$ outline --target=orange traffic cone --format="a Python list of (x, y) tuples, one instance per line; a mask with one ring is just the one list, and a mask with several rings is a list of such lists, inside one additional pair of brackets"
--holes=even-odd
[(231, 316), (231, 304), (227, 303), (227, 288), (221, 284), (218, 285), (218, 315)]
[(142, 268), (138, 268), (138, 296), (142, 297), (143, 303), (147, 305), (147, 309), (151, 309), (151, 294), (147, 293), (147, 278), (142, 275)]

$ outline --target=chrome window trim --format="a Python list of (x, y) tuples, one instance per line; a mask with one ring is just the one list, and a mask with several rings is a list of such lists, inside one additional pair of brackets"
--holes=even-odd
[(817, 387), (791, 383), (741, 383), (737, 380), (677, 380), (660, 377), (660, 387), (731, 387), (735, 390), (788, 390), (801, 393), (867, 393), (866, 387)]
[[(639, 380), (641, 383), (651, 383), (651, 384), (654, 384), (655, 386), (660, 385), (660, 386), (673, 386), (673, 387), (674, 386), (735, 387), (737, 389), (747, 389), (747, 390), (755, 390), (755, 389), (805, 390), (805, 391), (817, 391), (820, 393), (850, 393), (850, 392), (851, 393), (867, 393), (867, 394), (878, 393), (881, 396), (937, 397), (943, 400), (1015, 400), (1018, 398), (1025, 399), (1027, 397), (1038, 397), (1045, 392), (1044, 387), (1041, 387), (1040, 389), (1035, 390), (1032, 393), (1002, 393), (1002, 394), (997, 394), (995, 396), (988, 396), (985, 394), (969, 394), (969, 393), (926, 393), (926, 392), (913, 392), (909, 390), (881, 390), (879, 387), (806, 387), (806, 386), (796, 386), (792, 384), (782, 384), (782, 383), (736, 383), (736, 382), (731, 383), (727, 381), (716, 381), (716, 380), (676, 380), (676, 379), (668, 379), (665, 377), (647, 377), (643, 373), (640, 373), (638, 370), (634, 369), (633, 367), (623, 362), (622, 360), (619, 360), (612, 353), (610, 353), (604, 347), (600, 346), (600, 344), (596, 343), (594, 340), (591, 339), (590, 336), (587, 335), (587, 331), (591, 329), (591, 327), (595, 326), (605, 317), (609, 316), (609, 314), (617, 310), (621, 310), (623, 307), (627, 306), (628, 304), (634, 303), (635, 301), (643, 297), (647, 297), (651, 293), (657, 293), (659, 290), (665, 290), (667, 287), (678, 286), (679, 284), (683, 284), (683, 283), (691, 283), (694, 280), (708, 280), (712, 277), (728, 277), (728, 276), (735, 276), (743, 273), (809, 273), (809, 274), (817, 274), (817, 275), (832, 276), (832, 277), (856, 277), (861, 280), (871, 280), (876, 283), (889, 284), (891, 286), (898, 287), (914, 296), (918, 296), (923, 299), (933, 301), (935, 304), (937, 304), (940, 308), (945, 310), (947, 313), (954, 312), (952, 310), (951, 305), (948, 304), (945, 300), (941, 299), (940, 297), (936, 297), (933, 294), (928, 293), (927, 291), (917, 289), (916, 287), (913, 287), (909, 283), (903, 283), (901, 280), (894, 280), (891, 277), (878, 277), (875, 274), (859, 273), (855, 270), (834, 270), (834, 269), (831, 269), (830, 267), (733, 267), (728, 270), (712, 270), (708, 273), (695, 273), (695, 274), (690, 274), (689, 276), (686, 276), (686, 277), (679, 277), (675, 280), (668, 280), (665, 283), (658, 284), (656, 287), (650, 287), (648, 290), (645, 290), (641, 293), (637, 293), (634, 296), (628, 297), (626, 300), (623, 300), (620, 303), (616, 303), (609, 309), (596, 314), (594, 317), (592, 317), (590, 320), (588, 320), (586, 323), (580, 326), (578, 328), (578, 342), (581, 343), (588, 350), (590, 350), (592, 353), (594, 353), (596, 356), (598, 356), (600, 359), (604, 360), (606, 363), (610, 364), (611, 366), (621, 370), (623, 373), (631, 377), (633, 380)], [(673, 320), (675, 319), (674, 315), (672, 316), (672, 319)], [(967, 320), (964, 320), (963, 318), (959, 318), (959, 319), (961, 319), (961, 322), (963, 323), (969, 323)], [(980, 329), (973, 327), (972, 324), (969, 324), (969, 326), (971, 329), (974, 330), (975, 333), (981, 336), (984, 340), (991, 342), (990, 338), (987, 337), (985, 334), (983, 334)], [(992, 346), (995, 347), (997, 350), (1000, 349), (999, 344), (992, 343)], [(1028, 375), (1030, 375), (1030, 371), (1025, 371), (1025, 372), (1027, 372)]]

________________________

#### What you will do:
Gather up the lines containing the word "ring" from these records and copy them.

#### Result of this exercise:
$ outline --target=orange traffic cone --format="a Python list of (x, y) tuples, one instance per line; a mask with one ring is just the one list, and a mask with several rings is a list of such lists, inside one additional pair of brackets"
$ outline --target=chrome window trim --format="a Python list of (x, y) tuples, one instance per line; a mask with one ring is just the one list, and a mask with several rings is a list of such lists, inside one additional pair of brackets"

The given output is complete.